▶ **ACTIONS TO TAKE**:
a – Translate this sentence from the code review notes below into Spanish: "The MAX_VARCHAR_LENGTH constant in SparkUtils (val MAX_VARCHAR_LENGTH) does not match the boundary used by JdbcSparkUtils.addMetadata (which writes maxLength for lengths < 8192), causing mismatched treatment of varchar(>4096 and <8192) values; fix by centralizing the boundary constant (e.g., create a shared VarcharLengthLimit constant) or change val MAX_VARCHAR_LENGTH to 8192 and update all usages (including SparkUtils.MAX_VARCHAR_LENGTH and JdbcSparkUtils.addMetadata) so both producer and consumer use the exact same exclusive bound."
b – Write the next part of the code review notes on SparkUtils and HiveHelperSparkCatalogSuite, picking up after their final sentence.

▶ **EXCERPT TO READ**:
********************

In `@pramen/core/src/main/scala/za/co/absa/pramen/core/utils/SparkUtils.scala`:
- Line 53: The MAX_VARCHAR_LENGTH constant in SparkUtils (val
MAX_VARCHAR_LENGTH) does not match the boundary used by
JdbcSparkUtils.addMetadata (which writes maxLength for lengths < 8192), causing
mismatched treatment of varchar(>4096 and <8192) values; fix by centralizing the
boundary constant (e.g., create a shared VarcharLengthLimit constant) or change
val MAX_VARCHAR_LENGTH to 8192 and update all usages (including
SparkUtils.MAX_VARCHAR_LENGTH and JdbcSparkUtils.addMetadata) so both producer
and consumer use the exact same exclusive bound.
In
`@pramen/core/src/test/scala/za/co/absa/pramen/core/tests/utils/hive/HiveHelperSparkCatalogSuite.scala`:
- Around line 79-81: MetastoreImpl.repairOrCreateHiveTable currently calls
replaceHiveTableSchema unconditionally when updateSchema is true which throws
AnalysisException for partitioned Parquet tables with SparkCatalog; wrap the
call to replaceHiveTableSchema inside a try-catch that catches AnalysisException
(or Throwable), logs a warning with the exception, and falls back to recreating
the table (i.e., call the existing table creation/replacement code path used
when replacement is not possible) for SparkCatalog/partitioned tables; ensure
you check the partitioned-table condition and still respect updateSchema while
providing the fallback behavior in MetastoreImpl.repairOrCreateHiveTable.

********************

▶ **RECORDS**:
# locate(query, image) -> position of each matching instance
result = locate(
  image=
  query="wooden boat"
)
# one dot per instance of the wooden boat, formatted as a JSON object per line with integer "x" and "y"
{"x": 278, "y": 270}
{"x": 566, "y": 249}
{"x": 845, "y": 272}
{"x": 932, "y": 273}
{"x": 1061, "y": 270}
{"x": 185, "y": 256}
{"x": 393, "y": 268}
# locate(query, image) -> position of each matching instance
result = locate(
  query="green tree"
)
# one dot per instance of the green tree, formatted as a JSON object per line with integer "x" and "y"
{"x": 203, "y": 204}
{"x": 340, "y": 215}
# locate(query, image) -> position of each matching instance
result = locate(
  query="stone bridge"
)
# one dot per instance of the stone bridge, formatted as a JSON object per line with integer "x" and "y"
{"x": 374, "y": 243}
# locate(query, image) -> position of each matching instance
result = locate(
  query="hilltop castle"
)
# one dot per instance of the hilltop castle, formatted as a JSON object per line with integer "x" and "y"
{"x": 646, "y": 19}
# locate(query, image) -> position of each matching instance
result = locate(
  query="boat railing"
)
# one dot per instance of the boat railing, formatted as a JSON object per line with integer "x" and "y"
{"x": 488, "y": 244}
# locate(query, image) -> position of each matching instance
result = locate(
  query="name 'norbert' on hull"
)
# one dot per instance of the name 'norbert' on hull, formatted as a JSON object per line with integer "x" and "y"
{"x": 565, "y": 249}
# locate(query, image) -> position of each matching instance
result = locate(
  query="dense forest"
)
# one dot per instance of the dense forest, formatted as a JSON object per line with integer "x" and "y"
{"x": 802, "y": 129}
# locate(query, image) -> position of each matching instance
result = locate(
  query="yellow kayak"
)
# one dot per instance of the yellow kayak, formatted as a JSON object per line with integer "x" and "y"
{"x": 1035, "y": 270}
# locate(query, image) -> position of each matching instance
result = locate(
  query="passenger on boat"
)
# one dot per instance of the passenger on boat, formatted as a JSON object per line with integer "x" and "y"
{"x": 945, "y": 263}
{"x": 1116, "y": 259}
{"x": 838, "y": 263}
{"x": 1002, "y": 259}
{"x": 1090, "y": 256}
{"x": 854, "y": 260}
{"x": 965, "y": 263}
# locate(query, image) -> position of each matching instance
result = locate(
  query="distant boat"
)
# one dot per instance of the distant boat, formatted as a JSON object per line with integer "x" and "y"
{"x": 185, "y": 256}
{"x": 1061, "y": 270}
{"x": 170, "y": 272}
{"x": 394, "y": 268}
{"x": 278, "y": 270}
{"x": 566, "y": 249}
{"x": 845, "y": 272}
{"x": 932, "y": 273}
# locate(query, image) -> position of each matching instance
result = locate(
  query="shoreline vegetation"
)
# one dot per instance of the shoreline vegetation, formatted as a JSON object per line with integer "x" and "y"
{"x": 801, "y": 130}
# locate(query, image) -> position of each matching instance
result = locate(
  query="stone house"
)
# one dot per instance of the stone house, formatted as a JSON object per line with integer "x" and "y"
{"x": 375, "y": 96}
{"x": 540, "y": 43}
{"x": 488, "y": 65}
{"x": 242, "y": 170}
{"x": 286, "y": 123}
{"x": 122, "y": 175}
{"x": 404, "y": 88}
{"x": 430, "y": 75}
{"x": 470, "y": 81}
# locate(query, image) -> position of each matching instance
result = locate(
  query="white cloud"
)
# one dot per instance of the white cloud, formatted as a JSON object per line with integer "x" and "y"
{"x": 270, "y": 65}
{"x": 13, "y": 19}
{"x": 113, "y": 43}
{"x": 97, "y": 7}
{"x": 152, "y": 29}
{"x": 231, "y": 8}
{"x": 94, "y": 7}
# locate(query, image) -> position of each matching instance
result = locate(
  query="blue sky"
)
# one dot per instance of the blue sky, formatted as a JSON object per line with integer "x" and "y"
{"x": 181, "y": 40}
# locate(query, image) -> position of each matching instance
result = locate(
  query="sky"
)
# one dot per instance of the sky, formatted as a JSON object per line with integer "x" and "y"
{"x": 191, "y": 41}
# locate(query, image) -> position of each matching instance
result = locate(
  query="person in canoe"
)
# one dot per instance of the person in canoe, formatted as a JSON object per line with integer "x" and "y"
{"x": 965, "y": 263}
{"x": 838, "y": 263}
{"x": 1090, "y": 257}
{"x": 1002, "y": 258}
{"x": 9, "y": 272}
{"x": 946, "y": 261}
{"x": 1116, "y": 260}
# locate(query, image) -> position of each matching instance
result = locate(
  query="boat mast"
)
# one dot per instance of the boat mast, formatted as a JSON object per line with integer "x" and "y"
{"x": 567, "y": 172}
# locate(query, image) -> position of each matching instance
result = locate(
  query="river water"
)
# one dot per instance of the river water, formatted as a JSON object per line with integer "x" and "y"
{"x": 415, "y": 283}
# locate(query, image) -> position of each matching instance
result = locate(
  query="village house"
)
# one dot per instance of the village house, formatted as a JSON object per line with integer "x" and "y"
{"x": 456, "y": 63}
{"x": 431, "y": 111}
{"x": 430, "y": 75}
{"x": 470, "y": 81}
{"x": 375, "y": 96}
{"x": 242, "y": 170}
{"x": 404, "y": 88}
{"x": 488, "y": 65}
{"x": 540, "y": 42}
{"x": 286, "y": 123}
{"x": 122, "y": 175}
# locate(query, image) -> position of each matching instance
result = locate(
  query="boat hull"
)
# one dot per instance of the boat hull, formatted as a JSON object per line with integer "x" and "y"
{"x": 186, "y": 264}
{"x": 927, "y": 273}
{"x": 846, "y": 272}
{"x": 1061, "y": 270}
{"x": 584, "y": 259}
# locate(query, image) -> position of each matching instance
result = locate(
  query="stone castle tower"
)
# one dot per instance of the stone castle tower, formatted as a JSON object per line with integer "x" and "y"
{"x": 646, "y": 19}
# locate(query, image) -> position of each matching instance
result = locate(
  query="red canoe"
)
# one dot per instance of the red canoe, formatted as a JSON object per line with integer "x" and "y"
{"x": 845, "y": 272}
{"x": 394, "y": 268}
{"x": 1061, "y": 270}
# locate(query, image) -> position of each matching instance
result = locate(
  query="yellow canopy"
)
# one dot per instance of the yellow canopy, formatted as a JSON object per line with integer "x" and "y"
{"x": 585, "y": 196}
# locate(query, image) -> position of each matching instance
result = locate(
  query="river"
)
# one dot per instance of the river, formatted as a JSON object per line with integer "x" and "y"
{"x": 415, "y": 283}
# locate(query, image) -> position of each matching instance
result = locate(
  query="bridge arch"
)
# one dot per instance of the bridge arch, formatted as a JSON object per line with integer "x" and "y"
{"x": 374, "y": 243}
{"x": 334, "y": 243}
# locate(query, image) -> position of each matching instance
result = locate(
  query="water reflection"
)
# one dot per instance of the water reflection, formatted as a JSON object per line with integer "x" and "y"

********************

▶ **ANSWERS FOR THE EXERCISE**:
a – La constante MAX_VARCHAR_LENGTH de SparkUtils (val MAX_VARCHAR_LENGTH) no coincide con el límite que usa JdbcSparkUtils.addMetadata (que escribe maxLength para longitudes < 8192), lo que provoca un tratamiento inconsistente de los valores varchar(>4096 y <8192). Para corregirlo, centralice la constante del límite (p. ej., creando una constante compartida VarcharLengthLimit) o cambie val MAX_VARCHAR_LENGTH a 8192 y actualice todos sus usos (incluidos SparkUtils.MAX_VARCHAR_LENGTH y JdbcSparkUtils.addMetadata), de modo que tanto el productor como el consumidor usen exactamente el mismo límite exclusivo.

b –
---
Outside diff comments:
In
`@pramen/core/src/main/scala/za/co/absa/pramen/core/metastore/MetastoreImpl.scala`:
- Around line 206-218: The current flow in MetastoreImpl calls
hiveHelper.repairHiveTable even when updateSchema is true, causing an expensive
full repair; modify the logic so that after
hiveHelper.replaceHiveTableSchema(effectiveSchema, ... ) you do not fall through
to repairHiveTable: if mt.format is DataFormat.Parquet then register only the
current partition by calling hiveHelper.addPartition(mt.hiveConfig.database,
hiveTable, Seq(mt.infoDateColumn), Seq(infoDate.toString), new
Path(effectivePath, s"${mt.infoDateColumn}=${infoDate}").toString), otherwise
skip the repair entirely (do not call hiveHelper.repairHiveTable) when
updateSchema was performed; keep the existing add-partition branch for the
mt.hivePreferAddPartition=true case unchanged.
---
Nitpick comments:
In
`@pramen/core/src/main/scala/za/co/absa/pramen/core/metastore/model/HiveConfig.scala`:
- Around line 123-126: The construction of HiveQueryTemplates using positional
arguments is fragile after a new template parameter was added; update the
HiveConfig instantiations that pass templates (where HiveQueryTemplates(...) is
used) to use named arguments for each template parameter (e.g.,
createTableTemplate = ..., createOnlyTableTemplate = ..., updateSchemaTemplate =
..., repairTableTemplate = ..., addPartitionTableTemplate = ...,
dropTableTemplate = ... or the exact parameter names from HiveQueryTemplates),
and do the same for the other occurrence mentioned so the order cannot be
mistaken.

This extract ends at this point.